§ WORK REQUIRED
Identify the line that contains "Screen reader assistance: describe where the large hazy" in the material. Output it and every line after it, unchanged, through the end.
BEGIN
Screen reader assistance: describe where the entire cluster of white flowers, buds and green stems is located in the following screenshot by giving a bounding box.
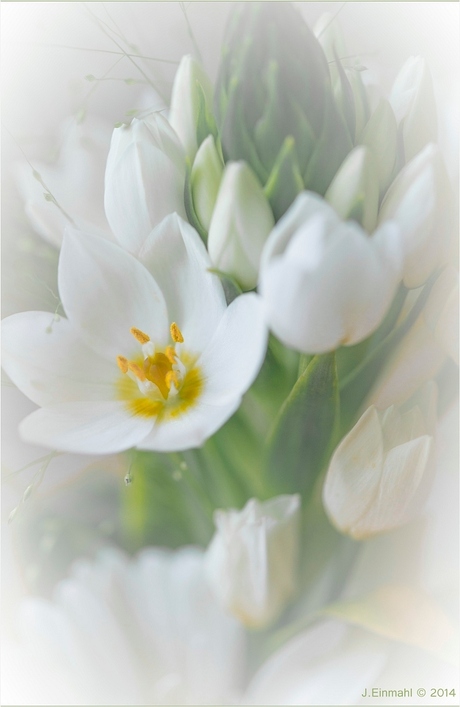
[2,3,458,704]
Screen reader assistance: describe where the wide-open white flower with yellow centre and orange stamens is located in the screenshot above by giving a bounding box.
[3,215,266,454]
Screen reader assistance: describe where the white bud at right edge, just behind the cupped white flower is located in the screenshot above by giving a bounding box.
[379,144,452,288]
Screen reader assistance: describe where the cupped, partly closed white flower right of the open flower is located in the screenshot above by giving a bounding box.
[260,192,401,353]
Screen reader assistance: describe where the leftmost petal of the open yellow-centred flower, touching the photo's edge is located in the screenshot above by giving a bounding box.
[2,312,118,405]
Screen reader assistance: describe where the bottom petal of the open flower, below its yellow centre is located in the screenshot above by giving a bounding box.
[136,397,241,452]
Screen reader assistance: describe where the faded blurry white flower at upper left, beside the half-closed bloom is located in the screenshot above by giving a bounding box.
[16,116,112,247]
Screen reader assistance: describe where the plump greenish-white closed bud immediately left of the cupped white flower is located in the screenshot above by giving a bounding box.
[208,162,275,290]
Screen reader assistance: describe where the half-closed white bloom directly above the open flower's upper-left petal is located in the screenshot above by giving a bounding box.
[105,142,185,253]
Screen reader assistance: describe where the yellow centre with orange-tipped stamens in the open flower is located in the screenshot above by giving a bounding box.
[117,322,203,419]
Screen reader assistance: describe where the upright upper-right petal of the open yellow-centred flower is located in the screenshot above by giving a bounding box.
[139,214,227,353]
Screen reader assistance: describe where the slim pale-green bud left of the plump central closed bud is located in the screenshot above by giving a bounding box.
[190,135,224,231]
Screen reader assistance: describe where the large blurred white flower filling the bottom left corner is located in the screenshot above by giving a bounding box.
[3,547,245,705]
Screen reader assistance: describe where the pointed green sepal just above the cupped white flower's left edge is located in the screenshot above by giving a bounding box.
[264,136,304,221]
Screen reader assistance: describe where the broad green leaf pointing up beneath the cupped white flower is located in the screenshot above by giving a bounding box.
[267,353,339,497]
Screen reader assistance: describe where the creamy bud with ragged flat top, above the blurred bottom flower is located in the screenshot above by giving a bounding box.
[206,495,300,627]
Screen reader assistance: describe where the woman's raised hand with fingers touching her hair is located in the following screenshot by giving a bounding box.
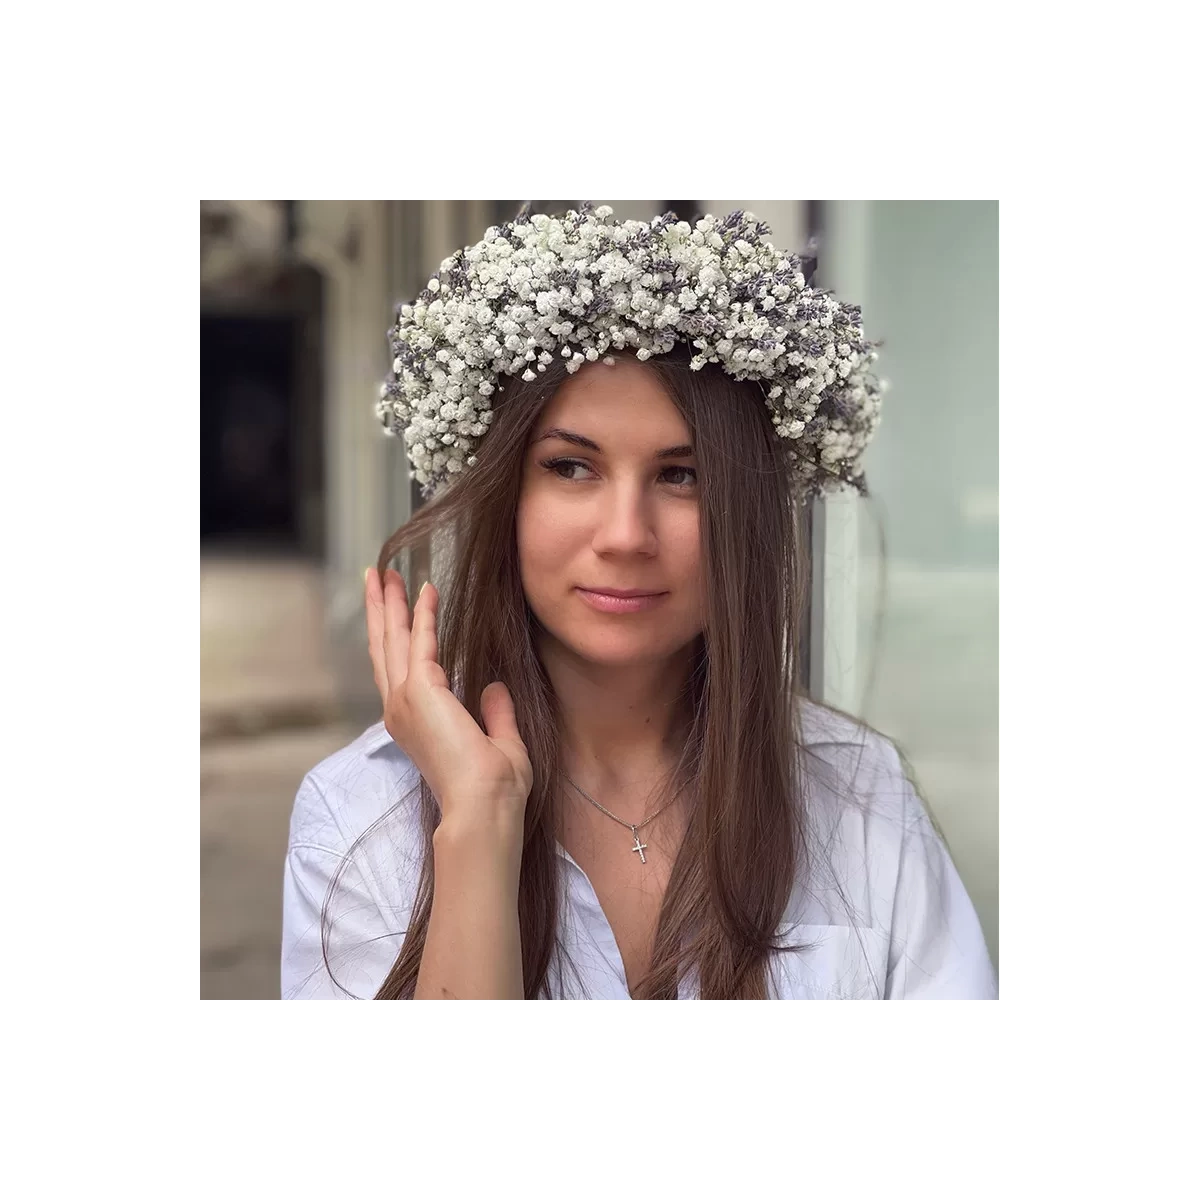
[366,566,533,827]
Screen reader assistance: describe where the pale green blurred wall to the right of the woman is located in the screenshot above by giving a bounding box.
[844,200,998,960]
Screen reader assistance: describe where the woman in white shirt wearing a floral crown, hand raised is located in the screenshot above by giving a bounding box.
[282,209,995,1000]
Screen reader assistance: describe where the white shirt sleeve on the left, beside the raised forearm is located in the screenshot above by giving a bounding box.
[280,775,407,1000]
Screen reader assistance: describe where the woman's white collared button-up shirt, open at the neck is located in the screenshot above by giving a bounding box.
[281,704,996,1000]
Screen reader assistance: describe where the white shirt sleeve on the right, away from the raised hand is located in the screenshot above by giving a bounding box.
[884,749,997,1000]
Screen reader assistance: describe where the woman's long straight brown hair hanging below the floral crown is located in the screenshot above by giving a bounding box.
[322,347,864,1000]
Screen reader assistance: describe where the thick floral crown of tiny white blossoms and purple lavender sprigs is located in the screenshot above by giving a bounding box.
[376,204,886,499]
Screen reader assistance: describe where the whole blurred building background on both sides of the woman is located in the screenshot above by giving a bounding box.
[200,199,1000,1000]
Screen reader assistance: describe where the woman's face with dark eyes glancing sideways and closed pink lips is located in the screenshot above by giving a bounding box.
[517,359,703,666]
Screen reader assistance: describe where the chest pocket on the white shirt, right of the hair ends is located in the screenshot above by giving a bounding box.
[769,924,888,1000]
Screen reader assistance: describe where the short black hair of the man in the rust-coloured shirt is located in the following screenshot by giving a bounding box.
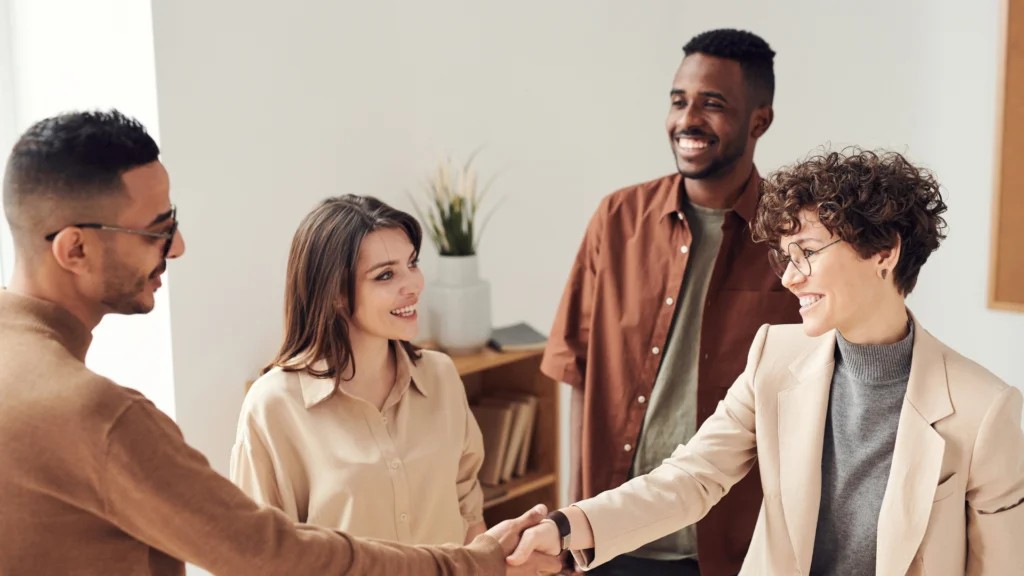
[683,29,775,106]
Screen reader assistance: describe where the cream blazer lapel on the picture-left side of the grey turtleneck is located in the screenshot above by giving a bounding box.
[778,332,836,574]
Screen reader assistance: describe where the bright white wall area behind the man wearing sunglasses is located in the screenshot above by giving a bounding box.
[0,0,174,417]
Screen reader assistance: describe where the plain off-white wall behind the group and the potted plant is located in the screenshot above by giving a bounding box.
[154,0,1024,516]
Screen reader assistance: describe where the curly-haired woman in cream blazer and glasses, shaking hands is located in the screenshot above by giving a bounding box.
[509,149,1024,576]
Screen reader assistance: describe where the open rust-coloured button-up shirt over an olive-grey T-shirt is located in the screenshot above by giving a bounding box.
[541,169,800,576]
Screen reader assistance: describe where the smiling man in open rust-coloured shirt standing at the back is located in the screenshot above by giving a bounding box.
[542,30,800,576]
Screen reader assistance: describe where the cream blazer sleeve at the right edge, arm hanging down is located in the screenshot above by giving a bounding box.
[967,386,1024,576]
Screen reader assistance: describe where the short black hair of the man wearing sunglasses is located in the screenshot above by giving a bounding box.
[3,110,160,213]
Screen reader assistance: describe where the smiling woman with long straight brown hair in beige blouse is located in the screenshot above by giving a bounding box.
[230,195,484,544]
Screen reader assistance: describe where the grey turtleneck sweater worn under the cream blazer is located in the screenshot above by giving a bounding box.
[811,323,913,576]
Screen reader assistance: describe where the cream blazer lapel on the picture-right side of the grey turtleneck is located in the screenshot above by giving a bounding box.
[876,316,953,576]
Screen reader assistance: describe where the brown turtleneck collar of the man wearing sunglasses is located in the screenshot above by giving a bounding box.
[0,288,92,362]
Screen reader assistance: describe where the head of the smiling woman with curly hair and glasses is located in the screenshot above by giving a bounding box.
[753,148,946,343]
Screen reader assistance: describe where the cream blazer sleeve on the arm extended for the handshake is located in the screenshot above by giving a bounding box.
[573,325,768,569]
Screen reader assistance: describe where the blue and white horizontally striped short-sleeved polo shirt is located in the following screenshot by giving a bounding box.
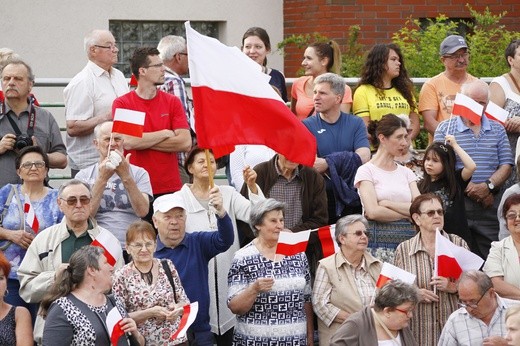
[434,116,514,183]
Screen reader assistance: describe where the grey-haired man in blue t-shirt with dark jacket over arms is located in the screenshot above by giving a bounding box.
[303,73,370,224]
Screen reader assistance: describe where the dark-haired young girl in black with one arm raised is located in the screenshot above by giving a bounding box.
[418,135,477,249]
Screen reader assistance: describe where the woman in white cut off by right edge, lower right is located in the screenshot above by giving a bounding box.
[483,194,520,300]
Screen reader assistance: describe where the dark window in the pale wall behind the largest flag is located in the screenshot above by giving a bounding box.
[109,20,219,77]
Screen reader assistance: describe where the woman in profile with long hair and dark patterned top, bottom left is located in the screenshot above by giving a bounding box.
[41,245,144,346]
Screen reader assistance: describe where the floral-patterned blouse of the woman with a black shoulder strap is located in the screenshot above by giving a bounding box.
[112,259,190,345]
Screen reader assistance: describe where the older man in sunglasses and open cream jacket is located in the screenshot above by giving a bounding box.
[18,179,123,342]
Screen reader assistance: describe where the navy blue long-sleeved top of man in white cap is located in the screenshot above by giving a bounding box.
[154,214,235,333]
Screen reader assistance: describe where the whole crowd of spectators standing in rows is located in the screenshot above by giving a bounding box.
[0,27,520,346]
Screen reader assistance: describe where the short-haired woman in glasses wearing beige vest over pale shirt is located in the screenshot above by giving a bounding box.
[312,215,381,346]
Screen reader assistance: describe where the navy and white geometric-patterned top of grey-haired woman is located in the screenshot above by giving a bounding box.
[228,242,311,346]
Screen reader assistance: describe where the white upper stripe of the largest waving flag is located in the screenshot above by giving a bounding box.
[184,22,283,102]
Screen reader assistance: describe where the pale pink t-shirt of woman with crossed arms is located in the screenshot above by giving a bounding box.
[354,162,417,203]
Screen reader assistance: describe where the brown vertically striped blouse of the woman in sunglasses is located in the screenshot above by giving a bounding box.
[394,231,469,346]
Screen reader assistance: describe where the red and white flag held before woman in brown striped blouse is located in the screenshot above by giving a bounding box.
[435,231,484,280]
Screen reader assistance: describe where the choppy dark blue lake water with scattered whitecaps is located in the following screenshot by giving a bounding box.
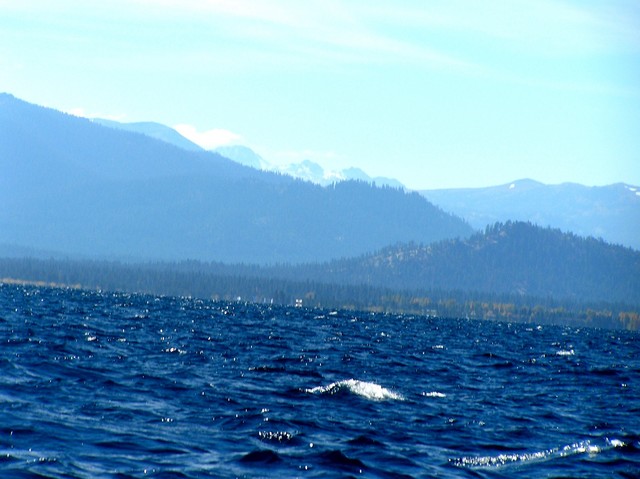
[0,286,640,478]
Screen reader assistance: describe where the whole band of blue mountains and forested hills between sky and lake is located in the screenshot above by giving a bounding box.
[0,94,640,324]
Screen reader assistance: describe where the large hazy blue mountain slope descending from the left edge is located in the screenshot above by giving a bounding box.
[0,94,471,264]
END
§ TASK ANSWER
Screen reader assistance: describe where the large hazy blue mountain slope descending from the left edge is located in the screenshot above by giving a bounding box.
[0,94,471,264]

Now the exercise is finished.